(Work instructions) Retype the text on the Honduras hurricanes exactly, beginning at the words "Covid-19 is no" and stopping after "for spreading disease.".

(Text provided)
Honduras, the second poorest country in Central America and one of the most violent countries in the World has recently suffered from two catastrophic hurricanes (Eta & Iota) in two weeks. Life threatening storms hovered for days with heavy rains creating flooding and landslides wiping out entire communities. The last time Honduras suffered a natural disaster of this scale was Hurricane Mitch in 1998. The International Community rushed in with billions in aid, but they’re now focused on the Covid-19 Pandemic crisis, and lack U.S. leadership to mobilize support.
One of the hardest-hit areas was Honduras’ north, the most productive agricultural region. Massive crop losses raising fears of long term food shortages. Widespread flooding has forced hundreds of thousands from their homes. People choosing between overcrowded shelters with newly orphaned children being raped or living on the streets in makeshift tents made out of plastic tarps. It was absolutely heartbreaking to hear one of our young patient’s say “we lost everything and are living on the street.”
Covid-19 is no longer their biggest concern, now it’s finding food to survive and not being one of the victims of starvation. There is a huge shortage of food, water and medicine. Thieves are ransacking homes and businesses. The MS-13 and Barrio 18 gangs are charging a “tax” to boats trying to rescue people from flooded neighborhoods. The sanitary conditions are inadequate forcing people to defecate/urinate on the side of the road, offering a breeding ground for spreading disease.
One of Esperanza’s partners, Blanca Castellano, is “on the ground” providing assistance. She and her friends in Siguatepeque made 1,000 tortillas among other food with the intention of delivering the food to hard hit San Pedro Sula. Sadly, she was unable to make it because along the route people were climbing into her car begging for food, and she passed it all out. This won’t stop Blanca, she returned home and started making food for her next delivery.

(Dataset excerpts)
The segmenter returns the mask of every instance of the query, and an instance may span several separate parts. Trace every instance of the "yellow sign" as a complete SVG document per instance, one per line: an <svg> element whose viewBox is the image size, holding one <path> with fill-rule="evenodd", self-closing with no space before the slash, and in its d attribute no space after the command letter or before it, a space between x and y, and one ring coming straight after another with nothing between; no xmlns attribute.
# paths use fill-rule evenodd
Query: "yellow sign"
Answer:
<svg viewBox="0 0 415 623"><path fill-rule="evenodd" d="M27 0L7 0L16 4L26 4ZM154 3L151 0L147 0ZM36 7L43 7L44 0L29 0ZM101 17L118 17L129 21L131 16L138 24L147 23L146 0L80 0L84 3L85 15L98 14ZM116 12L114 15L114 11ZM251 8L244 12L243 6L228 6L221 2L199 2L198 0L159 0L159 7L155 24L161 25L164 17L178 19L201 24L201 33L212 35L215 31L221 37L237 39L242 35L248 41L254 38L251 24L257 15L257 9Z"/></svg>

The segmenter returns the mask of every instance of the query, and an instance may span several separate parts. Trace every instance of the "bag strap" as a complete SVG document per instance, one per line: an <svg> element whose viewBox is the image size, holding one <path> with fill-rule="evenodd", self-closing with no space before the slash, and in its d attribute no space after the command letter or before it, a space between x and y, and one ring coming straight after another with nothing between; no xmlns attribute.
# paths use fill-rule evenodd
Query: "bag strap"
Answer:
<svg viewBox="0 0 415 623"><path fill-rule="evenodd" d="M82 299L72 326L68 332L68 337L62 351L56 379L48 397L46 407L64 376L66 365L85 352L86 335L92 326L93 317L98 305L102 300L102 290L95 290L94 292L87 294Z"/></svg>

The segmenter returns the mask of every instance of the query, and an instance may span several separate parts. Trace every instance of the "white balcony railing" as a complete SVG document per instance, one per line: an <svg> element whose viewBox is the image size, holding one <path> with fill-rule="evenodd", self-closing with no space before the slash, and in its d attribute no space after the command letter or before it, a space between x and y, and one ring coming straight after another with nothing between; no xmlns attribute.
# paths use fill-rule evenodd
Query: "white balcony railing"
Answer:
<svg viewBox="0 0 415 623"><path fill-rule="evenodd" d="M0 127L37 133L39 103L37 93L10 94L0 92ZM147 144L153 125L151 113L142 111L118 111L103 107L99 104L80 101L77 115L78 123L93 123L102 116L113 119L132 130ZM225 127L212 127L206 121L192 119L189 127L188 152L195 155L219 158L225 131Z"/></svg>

---

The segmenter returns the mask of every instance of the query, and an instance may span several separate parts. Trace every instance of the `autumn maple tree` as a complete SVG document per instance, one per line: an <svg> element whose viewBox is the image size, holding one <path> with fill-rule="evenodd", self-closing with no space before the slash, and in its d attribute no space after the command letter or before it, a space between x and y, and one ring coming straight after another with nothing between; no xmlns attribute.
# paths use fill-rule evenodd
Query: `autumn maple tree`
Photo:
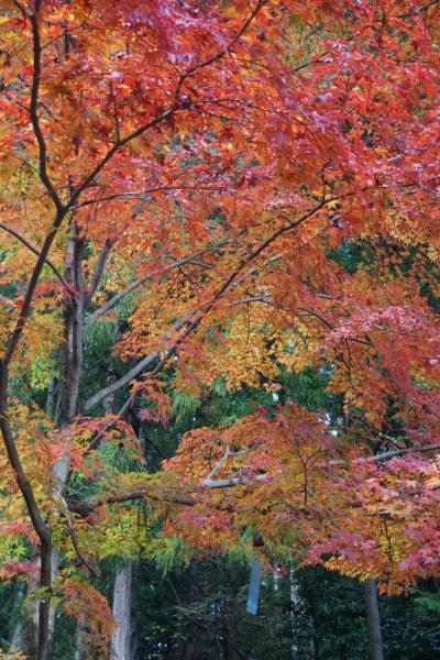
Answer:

(Answer to the problem)
Covid-19 is no longer their biggest concern, now it’s finding food to survive and not being one of the victims of starvation. There is a huge shortage of food, water and medicine. Thieves are ransacking homes and businesses. The MS-13 and Barrio 18 gangs are charging a “tax” to boats trying to rescue people from flooded neighborhoods. The sanitary conditions are inadequate forcing people to defecate/urinate on the side of the road, offering a breeding ground for spreading disease.